▶ Written problem
Repeat the whole listing exactly as written.

▶ Raw records
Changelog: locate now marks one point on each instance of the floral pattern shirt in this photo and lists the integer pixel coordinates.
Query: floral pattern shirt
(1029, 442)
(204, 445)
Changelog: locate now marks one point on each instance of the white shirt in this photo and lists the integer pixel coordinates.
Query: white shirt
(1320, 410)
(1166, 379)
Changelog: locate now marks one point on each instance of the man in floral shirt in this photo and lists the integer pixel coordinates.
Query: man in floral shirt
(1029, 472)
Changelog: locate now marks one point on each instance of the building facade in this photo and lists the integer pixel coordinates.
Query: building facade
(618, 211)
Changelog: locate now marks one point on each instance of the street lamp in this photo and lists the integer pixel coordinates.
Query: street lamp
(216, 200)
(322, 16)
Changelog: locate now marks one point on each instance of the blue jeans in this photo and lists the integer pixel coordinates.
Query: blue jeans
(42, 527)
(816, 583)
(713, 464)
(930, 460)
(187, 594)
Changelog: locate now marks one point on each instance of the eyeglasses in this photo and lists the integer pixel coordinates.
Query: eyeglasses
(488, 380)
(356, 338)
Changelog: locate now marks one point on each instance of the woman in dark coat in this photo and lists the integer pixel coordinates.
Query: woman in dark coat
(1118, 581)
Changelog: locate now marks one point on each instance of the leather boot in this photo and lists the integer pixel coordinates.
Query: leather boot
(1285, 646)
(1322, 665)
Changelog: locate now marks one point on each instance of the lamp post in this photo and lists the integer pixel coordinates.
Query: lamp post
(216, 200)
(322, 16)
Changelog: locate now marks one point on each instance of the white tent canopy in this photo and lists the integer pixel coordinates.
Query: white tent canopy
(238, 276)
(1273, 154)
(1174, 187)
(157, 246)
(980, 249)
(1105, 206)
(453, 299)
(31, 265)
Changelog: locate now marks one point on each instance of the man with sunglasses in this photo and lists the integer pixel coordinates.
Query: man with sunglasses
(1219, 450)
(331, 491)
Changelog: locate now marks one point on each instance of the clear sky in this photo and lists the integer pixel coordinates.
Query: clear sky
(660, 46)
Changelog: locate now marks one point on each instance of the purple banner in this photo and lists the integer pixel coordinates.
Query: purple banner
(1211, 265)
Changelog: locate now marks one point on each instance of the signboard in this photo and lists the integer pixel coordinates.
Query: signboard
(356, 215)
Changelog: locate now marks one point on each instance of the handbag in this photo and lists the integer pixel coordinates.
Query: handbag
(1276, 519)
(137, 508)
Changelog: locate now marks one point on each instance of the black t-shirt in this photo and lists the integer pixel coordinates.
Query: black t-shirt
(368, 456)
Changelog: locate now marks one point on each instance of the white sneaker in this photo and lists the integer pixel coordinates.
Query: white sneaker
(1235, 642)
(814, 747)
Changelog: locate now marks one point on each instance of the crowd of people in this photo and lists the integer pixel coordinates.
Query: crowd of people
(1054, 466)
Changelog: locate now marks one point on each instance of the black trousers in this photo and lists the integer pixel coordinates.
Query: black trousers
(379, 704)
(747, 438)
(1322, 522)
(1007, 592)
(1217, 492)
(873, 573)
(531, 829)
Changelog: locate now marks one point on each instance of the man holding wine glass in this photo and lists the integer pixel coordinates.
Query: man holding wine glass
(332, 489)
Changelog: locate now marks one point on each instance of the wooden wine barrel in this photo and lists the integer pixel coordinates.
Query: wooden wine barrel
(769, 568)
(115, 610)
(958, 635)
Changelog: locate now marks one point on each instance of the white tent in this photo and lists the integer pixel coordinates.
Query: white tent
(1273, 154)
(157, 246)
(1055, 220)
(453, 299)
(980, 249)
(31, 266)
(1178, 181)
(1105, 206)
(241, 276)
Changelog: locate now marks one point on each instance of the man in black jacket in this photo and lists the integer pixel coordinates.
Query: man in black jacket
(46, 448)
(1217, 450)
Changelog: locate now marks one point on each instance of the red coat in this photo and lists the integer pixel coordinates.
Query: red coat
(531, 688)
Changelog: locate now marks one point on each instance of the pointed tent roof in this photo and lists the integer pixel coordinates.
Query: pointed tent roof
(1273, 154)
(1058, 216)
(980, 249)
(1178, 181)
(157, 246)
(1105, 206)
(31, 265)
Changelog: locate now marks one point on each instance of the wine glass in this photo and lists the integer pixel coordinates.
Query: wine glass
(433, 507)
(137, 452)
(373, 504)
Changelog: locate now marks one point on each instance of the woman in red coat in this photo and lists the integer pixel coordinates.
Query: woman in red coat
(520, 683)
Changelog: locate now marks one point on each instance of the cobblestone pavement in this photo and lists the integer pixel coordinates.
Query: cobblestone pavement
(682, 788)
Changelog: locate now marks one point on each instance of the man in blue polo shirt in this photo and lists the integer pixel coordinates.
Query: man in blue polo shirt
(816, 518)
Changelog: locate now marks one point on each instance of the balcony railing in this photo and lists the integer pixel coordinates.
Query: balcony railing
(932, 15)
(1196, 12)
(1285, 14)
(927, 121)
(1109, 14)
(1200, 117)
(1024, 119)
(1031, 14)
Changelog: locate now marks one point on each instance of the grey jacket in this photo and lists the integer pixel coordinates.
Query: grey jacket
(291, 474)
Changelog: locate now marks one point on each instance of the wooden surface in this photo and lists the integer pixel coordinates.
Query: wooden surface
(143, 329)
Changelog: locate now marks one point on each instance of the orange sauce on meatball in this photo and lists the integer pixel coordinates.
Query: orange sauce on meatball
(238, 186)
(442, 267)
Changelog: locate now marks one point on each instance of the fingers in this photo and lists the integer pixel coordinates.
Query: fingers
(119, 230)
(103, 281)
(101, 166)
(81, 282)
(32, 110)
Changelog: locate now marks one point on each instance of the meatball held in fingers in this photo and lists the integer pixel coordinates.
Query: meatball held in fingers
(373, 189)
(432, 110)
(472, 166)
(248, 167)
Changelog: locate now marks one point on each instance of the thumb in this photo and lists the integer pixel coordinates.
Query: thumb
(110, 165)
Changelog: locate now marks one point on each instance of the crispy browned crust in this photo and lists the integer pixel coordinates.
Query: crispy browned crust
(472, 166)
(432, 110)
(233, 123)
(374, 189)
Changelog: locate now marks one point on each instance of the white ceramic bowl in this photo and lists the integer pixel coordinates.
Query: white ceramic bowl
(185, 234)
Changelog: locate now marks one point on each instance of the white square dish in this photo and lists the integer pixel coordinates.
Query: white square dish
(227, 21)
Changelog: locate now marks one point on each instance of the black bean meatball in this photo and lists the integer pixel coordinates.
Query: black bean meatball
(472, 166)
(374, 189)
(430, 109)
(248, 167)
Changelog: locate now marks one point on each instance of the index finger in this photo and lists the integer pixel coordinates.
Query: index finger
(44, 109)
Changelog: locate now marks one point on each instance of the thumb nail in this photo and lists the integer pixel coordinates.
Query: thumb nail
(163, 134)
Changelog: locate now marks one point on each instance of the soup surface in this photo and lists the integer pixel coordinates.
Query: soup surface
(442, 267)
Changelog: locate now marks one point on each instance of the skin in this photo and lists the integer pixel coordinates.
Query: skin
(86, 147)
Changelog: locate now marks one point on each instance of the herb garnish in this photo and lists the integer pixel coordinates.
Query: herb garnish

▶ Written answer
Changelog: locate now marks one point on each instance of the floral pattern shirt in this photo and lists the integer pixel coordinates.
Query: floral pattern shirt
(1029, 442)
(204, 445)
Changelog: locate now marks one point on each instance of the white shirt in this photo and lists the integer pixel coordinates.
Query: white shirt
(1320, 410)
(1166, 379)
Changelog: locate now marks one point on each instance of the man in floral shirt in this photo and lists the integer pixel coordinates.
Query: man in floral shirt
(1029, 472)
Changelog: locate now marks one point on each instance of the building facade in this photo and lists the integer pixel coordinates.
Query: building facade
(618, 211)
Changelog: locate now marks one point on each instance of the street lamp in this photo and lists the integer pixel coordinates.
Query: street lamp
(216, 200)
(322, 16)
Changelog: locate now marks one point on each instance of the blue jeans in this photo and lists the integer pixel coordinates.
Query: blue jeans
(42, 527)
(816, 583)
(713, 464)
(930, 460)
(187, 594)
Changelog: locate now marks one point on each instance of the eyeglasses in this photo and lists the integer pixel coordinates.
Query: eyeglasses
(488, 380)
(356, 338)
Changelog: locate now marks one point on each instance of the woman in dark coat in this photo and lists the integer pixel coordinates.
Query: woman in dark coat
(1118, 581)
Changelog: locate now marks one point on each instance of the leather boot in this photo and lists the integer pixel coordinates.
Query: leather boot
(1285, 646)
(1322, 665)
Changelog: locate now marks one point on each instance of the lamp post in this photo and lists the integer pixel coordinates.
Query: lamp post
(216, 200)
(322, 16)
Changelog: locate now marks one point on each instance of the white tent canopy in this photo and lists the integer pixel coordinates.
Query: white tent canopy
(238, 276)
(1273, 154)
(1174, 187)
(157, 246)
(980, 249)
(1105, 206)
(453, 299)
(31, 265)
Changelog: locate now marks one point on each instance of the man with sunglasses in this photo and lists the integer pixel coordinates.
Query: man with sunglasses
(1219, 450)
(331, 491)
Changelog: locate now marks one point on each instance of the clear sky in this photo and lists the integer pixel coordinates.
Query: clear sky
(660, 46)
Changelog: locate now marks one point on each instance of the purple banner in this photo and lists the integer pixel coordinates.
Query: purple banner
(1211, 265)
Changelog: locate now marks one point on each instance of the signboard in this photo and lists the integer pixel coordinates.
Query: signboard
(356, 215)
Changelog: locate now marks one point on each instance of the handbag in this photo and lists the integer pixel coordinates.
Query: handbag
(1276, 519)
(137, 508)
Changelog: locate now marks one point on each instance of the black t-shirt in this photo and lists the integer pixel coordinates.
Query: black t-shirt
(368, 456)
Changelog: locate now marks one point on each instance of the white sneaker in this photo and lists the integer pixel coordinates.
Query: white sneaker
(1235, 642)
(814, 747)
Changelog: locate now marks one point on each instance of the crowd of people in this photo and lists the integer pixel coordinates.
Query: crowd of people
(1054, 466)
Changelog: locate now marks one point on each instance of the black trousers in this photo and lists the integer pixel coordinates.
Query: black trousers
(379, 704)
(747, 438)
(1322, 522)
(1007, 592)
(1217, 492)
(873, 573)
(531, 829)
Changelog: locate now marks one point on each instance of the man holding wine glass in this photo and lists the integer pixel coordinates.
Query: man holding wine glass
(332, 489)
Changelog: locate now marks one point on each instance of the wooden wine barrel in this photo and lists the integer pixel coordinates.
Query: wooden wine barrel
(769, 568)
(115, 610)
(958, 635)
Changelog: locate now marks one point on each instance of the white tent in this photo and lists the integer pixel coordinates.
Query: white tent
(1273, 154)
(157, 246)
(1055, 220)
(453, 299)
(980, 249)
(31, 266)
(1178, 181)
(1105, 206)
(241, 276)
Changelog: locate now marks one point on each instance of the man in black jacket in this photo and lists the integer pixel coordinates.
Query: man in black jacket
(46, 448)
(1217, 450)
Changelog: locate now marks one point on each instance of the red coat in this photo and lists the integer pixel coordinates.
Query: red coat
(531, 688)
Changelog: locate now marks one point on each instance of the pointed tent roof in this photo and lists the integer pixel coordinates.
Query: pointed tent roof
(1273, 154)
(1058, 216)
(980, 249)
(1178, 181)
(157, 246)
(1105, 206)
(31, 265)
Changelog: locate now marks one point on each instance of the wine glass in this photo and lists the integer pixel coordinates.
Query: wine glass
(433, 507)
(137, 452)
(373, 504)
Changelog: locate now marks one point on each instance of the woman in red coat in this photo and lists the integer pixel coordinates.
Query: woman in red coat
(520, 683)
Changelog: locate now marks one point on each instance of the cobblestone pavement in this photo and lists the integer pixel coordinates.
Query: cobblestone pavement
(682, 788)
Changelog: locate now marks one point on each instance of the man in blue polo shirt in this photo and lists the integer pixel coordinates.
Query: man in blue polo shirt
(816, 518)
Changelog: locate now marks one point on each instance of the balcony railing in this photo and lists the integer pixel coordinates.
Query: balcony railing
(932, 15)
(1196, 12)
(1285, 14)
(927, 121)
(1109, 14)
(1200, 117)
(1024, 119)
(1031, 14)
Changelog: locate now marks one point on each instance of the grey jacket in this photo and lists the integer pixel coordinates.
Query: grey jacket
(291, 474)
Changelog: locate now marks one point on each instance of the wooden surface in this photo and lists the integer pixel coordinates.
Query: wooden surface
(143, 329)
Changelog: locate now marks one point on each instance of the orange sauce on meatball in this photo and lists the integer pixel coordinates.
Query: orange sauce on meatball
(238, 186)
(442, 267)
Changelog: locate now marks one point on each instance of the fingers in this photo and lists the integer pixel coordinates.
Query: fingers
(119, 230)
(103, 281)
(101, 166)
(81, 282)
(32, 110)
Changelog: locate now marks one point on each instance of the meatball held in fingers in this photo and lists the integer pixel coordinates.
Query: meatball held in fingers
(373, 189)
(432, 110)
(472, 166)
(248, 167)
Changelog: locate now marks one point on each instance of the thumb in this photo and lists the integer pixel coordinates.
Query: thumb
(110, 165)
Changelog: locate now marks one point on each instance of the crispy browned crust in this photo and lists the integer pixel coordinates.
Query: crispy browned crust
(472, 166)
(432, 110)
(233, 123)
(374, 189)
Changelog: locate now marks one point on each instance of the white ceramic bowl in this photo and lists the integer pixel coordinates.
Query: white ceramic bowl
(185, 234)
Changelog: locate now marks one point on each instance of the white square dish in this photo and lists the integer pixel coordinates.
Query: white square dish
(227, 21)
Changelog: locate now marks one point on each instance of the black bean meatball in this photo and lists the integer pixel coordinates.
Query: black bean meatball
(472, 166)
(374, 189)
(430, 109)
(248, 167)
Changelog: locate now marks one point on each instance of the index finger in this photo and lists the integer pixel coordinates.
Query: index finger
(44, 109)
Changelog: locate now marks one point on each instance of the thumb nail in this photo and lists the integer pixel coordinates.
Query: thumb nail
(163, 134)
Changelog: locate now marks one point on each instance of the soup surface in this photo and lists the integer pixel coordinates.
Query: soup surface
(442, 267)
Changelog: locate now marks one point on each instance of the skin in this photo and lists the integer pixel coordinates.
Query: skin
(86, 147)
Changelog: locate now marks one point on each instance of the herb garnish in this photo and lists the integer pixel coordinates.
Query: herb garnish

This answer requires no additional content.